Exercise goal
Write out only the lines running from the one that contains "the woman's hand" to the end of the material, both ends included.

-- start Supplied data --

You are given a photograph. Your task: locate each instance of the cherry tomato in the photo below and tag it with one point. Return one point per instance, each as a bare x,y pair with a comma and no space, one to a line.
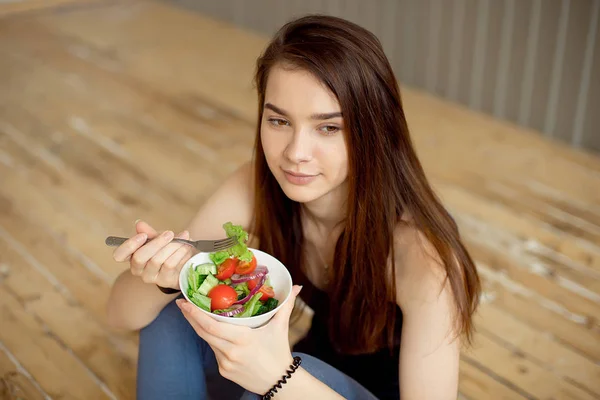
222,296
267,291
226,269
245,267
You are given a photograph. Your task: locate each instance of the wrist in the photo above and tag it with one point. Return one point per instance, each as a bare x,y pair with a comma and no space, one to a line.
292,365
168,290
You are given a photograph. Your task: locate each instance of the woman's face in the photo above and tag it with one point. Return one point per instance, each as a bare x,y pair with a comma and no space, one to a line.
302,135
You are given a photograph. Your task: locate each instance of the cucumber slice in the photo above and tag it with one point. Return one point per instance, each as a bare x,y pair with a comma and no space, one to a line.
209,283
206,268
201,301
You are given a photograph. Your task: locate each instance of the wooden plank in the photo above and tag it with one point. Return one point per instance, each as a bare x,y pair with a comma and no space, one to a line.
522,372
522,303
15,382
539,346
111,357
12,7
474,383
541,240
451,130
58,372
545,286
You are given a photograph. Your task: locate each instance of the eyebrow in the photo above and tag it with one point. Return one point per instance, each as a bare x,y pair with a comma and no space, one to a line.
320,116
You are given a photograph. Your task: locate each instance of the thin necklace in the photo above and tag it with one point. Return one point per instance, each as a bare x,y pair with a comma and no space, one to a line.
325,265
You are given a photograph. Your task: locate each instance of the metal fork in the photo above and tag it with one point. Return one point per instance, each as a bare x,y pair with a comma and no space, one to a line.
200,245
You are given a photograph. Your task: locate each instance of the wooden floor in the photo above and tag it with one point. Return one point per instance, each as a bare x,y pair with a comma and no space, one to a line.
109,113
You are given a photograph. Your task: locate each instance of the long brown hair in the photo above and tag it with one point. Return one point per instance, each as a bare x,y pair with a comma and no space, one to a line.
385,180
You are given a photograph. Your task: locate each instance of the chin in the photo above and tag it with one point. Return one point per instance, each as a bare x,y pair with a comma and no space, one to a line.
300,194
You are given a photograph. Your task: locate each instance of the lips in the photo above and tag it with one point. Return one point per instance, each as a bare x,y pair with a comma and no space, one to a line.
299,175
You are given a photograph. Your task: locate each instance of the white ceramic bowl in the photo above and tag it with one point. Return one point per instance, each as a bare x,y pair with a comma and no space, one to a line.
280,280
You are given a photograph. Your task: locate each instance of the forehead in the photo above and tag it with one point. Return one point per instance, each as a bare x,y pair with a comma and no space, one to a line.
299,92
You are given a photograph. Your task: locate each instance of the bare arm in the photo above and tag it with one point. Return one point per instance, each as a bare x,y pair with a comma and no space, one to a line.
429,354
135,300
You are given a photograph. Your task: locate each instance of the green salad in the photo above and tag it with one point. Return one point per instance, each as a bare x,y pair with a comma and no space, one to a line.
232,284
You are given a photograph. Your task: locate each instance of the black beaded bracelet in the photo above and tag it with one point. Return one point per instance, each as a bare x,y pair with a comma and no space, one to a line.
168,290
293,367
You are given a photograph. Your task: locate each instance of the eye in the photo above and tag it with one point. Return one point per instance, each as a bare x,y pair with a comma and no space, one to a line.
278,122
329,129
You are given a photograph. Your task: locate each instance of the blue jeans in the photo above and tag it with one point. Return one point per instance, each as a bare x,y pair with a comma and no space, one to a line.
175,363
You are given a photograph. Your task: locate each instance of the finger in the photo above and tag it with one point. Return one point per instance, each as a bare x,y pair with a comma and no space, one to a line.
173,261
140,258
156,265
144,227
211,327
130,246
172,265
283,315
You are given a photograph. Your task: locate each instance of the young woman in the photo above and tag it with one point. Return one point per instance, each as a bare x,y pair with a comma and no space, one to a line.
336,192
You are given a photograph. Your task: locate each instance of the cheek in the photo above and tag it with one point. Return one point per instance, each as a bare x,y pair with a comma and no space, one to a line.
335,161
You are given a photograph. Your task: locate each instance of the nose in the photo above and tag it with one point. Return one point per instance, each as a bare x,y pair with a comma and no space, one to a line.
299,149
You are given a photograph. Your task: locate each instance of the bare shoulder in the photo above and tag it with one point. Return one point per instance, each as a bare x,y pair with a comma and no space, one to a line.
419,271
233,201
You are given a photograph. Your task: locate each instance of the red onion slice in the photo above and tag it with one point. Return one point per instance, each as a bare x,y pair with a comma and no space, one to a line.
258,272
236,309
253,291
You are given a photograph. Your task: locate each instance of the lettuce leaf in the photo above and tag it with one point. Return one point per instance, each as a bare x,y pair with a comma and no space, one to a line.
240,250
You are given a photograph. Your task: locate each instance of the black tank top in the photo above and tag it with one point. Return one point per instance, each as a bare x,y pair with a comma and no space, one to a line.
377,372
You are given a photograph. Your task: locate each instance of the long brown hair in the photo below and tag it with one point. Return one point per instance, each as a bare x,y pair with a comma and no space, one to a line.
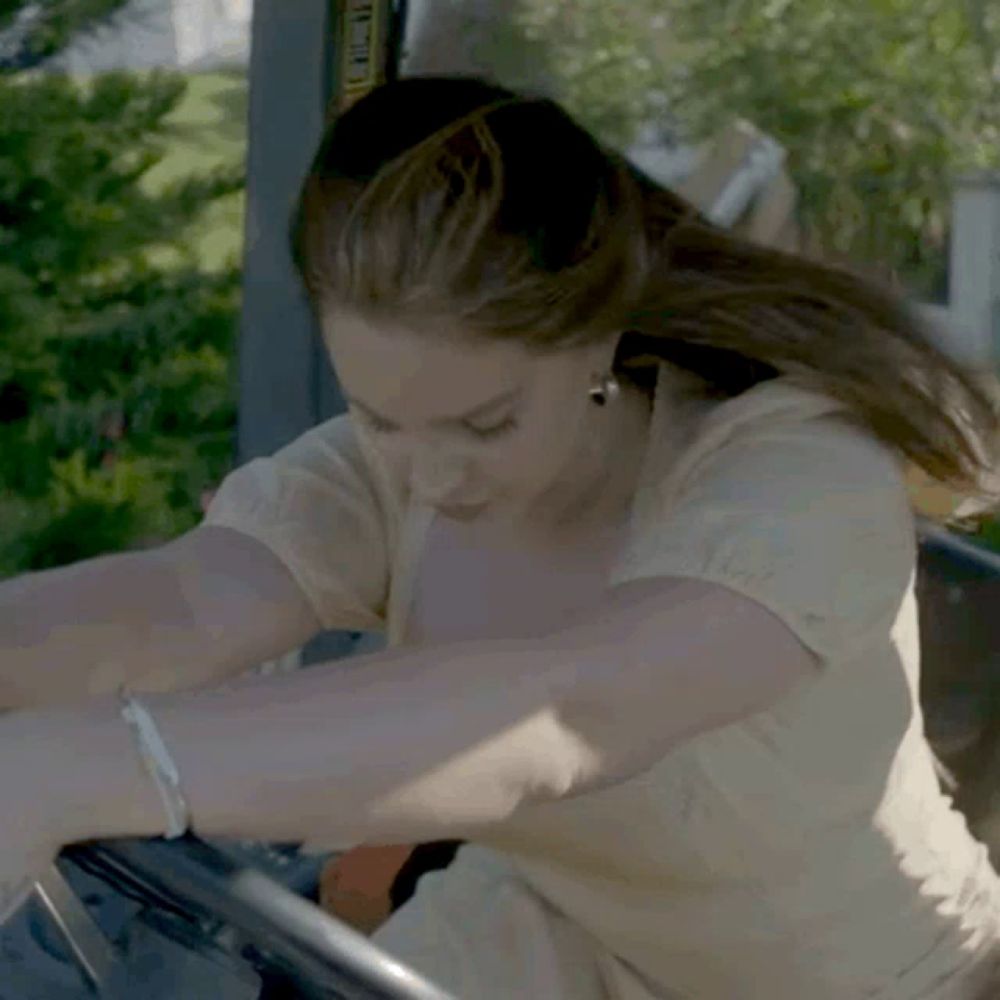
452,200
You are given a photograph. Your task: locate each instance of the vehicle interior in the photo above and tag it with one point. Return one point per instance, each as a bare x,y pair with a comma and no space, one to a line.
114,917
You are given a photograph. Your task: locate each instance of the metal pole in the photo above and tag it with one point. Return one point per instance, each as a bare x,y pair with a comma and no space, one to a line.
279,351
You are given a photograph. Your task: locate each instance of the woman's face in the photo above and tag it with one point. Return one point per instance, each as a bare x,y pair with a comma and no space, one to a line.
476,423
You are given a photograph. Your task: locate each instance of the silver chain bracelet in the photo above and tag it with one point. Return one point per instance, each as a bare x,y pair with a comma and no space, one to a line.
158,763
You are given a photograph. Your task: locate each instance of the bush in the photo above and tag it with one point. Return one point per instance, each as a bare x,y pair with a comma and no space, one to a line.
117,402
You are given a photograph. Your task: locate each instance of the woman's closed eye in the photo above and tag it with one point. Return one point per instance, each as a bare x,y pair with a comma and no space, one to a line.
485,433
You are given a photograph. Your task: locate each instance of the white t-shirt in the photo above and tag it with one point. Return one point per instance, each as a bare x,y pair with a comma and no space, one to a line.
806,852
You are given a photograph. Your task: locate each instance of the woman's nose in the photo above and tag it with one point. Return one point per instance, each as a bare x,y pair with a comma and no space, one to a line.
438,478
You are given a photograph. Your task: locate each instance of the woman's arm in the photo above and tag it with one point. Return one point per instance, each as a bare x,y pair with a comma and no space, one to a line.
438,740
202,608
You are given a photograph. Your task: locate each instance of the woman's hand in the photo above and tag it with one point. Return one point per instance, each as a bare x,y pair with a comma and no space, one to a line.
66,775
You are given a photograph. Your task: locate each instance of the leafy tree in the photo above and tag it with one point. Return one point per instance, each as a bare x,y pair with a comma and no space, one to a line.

-- end Supplied data --

Written reply
You are given a photograph. Your task: locate each instance of the woman's hand in the photo above and tag it with one point. Return one point per instance, each as a bare x,y pair with a comma and no space, one to a line.
66,775
You are given a photograph. Your task: locate each instance of the leafy tree in the photo above and tag it with one point. Return one point per instance, each as a bare x,y pair with a comma and no space, one to a line.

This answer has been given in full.